▶ EXERCISE OBJECTIVE
From the line that contains "Target: buddha's robe folds" through the line that contains "Task: place a pin on each instance of the carved relief", output every line of the listing below exactly and leave out all the rest.
*** Opening GIVEN INFORMATION ***
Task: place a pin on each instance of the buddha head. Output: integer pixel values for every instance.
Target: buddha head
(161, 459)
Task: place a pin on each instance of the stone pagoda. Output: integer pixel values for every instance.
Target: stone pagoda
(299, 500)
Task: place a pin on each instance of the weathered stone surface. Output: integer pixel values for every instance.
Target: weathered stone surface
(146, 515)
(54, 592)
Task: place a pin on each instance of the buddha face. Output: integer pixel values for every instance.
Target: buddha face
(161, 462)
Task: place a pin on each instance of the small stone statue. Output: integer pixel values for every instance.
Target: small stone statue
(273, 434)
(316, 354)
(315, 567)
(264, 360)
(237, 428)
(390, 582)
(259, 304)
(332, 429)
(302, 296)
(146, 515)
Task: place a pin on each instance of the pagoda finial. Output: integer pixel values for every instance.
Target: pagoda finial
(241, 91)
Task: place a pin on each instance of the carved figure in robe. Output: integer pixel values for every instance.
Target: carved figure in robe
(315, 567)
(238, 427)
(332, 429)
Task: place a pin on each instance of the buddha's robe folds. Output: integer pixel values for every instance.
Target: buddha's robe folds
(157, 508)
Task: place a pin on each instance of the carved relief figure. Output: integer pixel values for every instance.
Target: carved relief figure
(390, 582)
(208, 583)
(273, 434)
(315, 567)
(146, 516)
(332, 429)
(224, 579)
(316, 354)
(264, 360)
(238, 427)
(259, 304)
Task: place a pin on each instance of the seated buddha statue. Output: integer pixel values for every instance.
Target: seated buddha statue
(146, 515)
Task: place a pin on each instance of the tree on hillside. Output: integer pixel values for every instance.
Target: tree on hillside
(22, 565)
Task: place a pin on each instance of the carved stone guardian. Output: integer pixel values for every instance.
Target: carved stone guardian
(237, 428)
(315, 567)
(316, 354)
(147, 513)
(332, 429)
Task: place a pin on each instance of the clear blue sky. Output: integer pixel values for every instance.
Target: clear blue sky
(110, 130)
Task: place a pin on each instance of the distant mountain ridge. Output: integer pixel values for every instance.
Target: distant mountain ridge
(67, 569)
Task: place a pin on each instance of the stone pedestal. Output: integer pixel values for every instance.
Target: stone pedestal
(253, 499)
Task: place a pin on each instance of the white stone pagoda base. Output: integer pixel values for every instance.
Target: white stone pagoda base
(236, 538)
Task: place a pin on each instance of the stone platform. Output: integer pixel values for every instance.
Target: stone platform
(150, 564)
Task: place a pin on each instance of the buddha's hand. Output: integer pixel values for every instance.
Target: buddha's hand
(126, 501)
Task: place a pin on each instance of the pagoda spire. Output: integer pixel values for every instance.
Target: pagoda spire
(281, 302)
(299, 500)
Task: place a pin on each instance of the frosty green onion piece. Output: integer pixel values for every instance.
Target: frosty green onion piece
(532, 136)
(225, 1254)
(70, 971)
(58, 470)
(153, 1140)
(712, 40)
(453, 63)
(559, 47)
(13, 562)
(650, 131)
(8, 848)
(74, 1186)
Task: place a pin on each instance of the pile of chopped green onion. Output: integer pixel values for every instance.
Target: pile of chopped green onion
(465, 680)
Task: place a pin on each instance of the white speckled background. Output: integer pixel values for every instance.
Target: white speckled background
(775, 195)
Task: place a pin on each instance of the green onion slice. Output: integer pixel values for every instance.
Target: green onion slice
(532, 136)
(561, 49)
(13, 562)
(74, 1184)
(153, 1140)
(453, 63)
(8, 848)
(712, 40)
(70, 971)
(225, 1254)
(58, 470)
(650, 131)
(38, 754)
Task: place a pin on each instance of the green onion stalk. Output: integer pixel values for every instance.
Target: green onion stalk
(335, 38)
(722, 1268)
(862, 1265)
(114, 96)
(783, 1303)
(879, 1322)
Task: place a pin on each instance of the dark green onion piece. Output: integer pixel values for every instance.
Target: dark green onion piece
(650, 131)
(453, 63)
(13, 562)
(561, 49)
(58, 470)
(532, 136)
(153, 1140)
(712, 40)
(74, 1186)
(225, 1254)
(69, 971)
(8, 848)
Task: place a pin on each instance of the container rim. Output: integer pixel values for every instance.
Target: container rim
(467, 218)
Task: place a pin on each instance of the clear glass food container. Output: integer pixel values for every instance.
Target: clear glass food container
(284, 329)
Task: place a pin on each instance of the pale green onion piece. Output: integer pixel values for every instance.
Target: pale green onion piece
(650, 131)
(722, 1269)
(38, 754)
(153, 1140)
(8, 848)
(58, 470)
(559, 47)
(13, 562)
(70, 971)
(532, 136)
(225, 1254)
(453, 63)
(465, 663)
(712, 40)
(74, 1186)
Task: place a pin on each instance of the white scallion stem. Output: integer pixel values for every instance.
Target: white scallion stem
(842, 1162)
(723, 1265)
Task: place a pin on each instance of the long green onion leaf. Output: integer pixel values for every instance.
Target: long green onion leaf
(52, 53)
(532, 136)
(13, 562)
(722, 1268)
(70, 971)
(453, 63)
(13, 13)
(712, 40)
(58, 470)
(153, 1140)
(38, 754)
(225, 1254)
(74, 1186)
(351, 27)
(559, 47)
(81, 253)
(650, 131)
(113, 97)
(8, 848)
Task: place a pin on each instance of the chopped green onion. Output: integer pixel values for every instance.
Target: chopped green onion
*** Closing GIVEN INFORMATION ***
▶ ANSWER FOR THIS EXERCISE
Target: buddha's robe folds
(157, 508)
Task: place a pin on each instance of the carved relief figure. Output: integer pixel values for every instance.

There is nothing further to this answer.